● Document section:
■ ■ ■ ■

The same preshared key needs to be used on both ASAs for this LAN-to-LAN connection. IKEv1 phase 1 is complete now so let’s proceed with the phase 2 configuration.

IPSec phase 2 configuration

The main purpose of IKE phase 2 is to negotiate IPSec SAs to set up the IPSec tunnel. IKE phase 2 has one mode, called quick mode which occurs after IKE has established the secure tunnel in phase 1. It negotiates a shared IPSec policy, derives shared secret keying material used for the IPSec security algorithms, and establishes IPSec SAs. First let’s create the access list (ACL) that defines the traffic that needs to be encrypted and passed through the tunnel. The ACL will use objects so we need to define two objects, one for the local subnet on SITE-A and one for remote subnet on SITE-B.

SITE-A(config)# object network LOCAL-LAN
SITE-A(config-network-object)# subnet 192.168.10.0 255.255.255.0
SITE-A(config)# object network REMOTE-LAN
SITE-A(config-network-object)# subnet 192.168.20.0 255.255.255.0

In our setup the ACL will allow traffic between inside subnets of SITE-A and SITE-B.

SITE-A(config)# access-list 101 extended permit ip object LOCAL-LAN object REMOTE-LAN

The objects and the ACL need to be mirrored also on SITE-B but reversing the source and destination subnet for the LOCAL-LAN and REMOTE-LAN.

SITE-B(config)# object network LOCAL-LAN
SITE-B(config-network-object)# subnet 192.168.20.0 255.255.255.0
SITE-B(config)# object network REMOTE-LAN
SITE-B(config-network-object)# subnet 192.168.10.0 255.255.255.0
SITE-B(config)# access-list 101 extended permit ip object LOCAL-LAN object REMOTE-LAN

Next we need to configure a transform-set which is combination of security protocols and algorithms that define how the ASA protects data. During IPsec SA negotiations, the peers must identify a transform set or proposal that is the same at both peers. In our case we will configure a transform-set called TFS which will use AES 256-bit for encryption and SHA for authentication.

■ ■ ■ ■

● What is asked:
Update the stretch of the IPSec phase 2 configuration text from "SITE-A(config)# object network LOCAL-LAN" through "LOCAL-LAN and REMOTE-LAN." by writing it out again with "REMOTE-LAN" changed to "BRANCH-LAN".

● Recorded information:
■ ■ ■ ■

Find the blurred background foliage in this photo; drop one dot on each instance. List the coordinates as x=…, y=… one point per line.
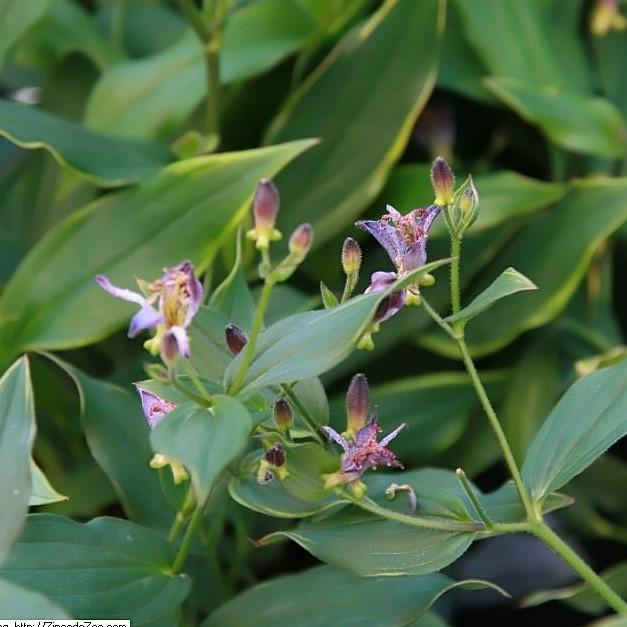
x=104, y=123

■ ■ ■ ■

● Solution to this exercise:
SITE-A(config)# object network LOCAL-LAN
SITE-A(config-network-object)# subnet 192.168.10.0 255.255.255.0
SITE-A(config)# object network BRANCH-LAN
SITE-A(config-network-object)# subnet 192.168.20.0 255.255.255.0

In our setup the ACL will allow traffic between inside subnets of SITE-A and SITE-B.

SITE-A(config)# access-list 101 extended permit ip object LOCAL-LAN object BRANCH-LAN

The objects and the ACL need to be mirrored also on SITE-B but reversing the source and destination subnet for the LOCAL-LAN and BRANCH-LAN.